--- PROBLEM STATEMENT ---
Write out all of the data below again, requests included, and shift every bounding box coordinate in the answers by adding -51 to it.

--- start of GIVEN DATA ---

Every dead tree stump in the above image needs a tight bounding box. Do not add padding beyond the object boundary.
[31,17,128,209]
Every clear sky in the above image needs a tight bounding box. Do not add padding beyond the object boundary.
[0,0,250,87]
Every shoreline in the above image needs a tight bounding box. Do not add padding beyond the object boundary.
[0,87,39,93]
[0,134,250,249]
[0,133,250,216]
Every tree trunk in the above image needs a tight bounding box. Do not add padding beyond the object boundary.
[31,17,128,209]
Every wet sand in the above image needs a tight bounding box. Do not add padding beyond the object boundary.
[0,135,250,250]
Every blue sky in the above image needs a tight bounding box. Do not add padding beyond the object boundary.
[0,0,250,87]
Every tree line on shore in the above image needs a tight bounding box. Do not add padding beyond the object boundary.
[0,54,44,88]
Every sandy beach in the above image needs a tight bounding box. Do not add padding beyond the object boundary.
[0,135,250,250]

--- end of GIVEN DATA ---

--- RESPONSE ---
Every dead tree stump in the above image needs a tight bounding box. Do not add padding beyond the object boundary.
[-20,-34,77,158]
Every clear sky in the above image needs a tight bounding box. Do not add padding beyond the object boundary.
[-51,-51,199,36]
Every shoreline in the above image needs a tight bounding box. Do not add padding beyond the object boundary.
[-51,36,-12,42]
[-51,83,199,198]
[-51,82,199,165]
Every tree trunk in the above image needs a tight bounding box. Do not add padding beyond the object boundary.
[-20,-34,77,158]
Every wet sand in the above image needs a tight bounding box. Do not add padding beyond the object boundary.
[-51,84,199,199]
Every blue sky in the above image needs a tight bounding box. Do not add padding beyond the object boundary.
[-51,-51,199,36]
Every tree line on shore in the above image needs a tight bounding box. Do not add padding beyond the object boundary.
[-51,3,-7,37]
Every sandy beach in the above image needs a tight bounding box. Do not add padding beyond the object boundary.
[-51,84,199,199]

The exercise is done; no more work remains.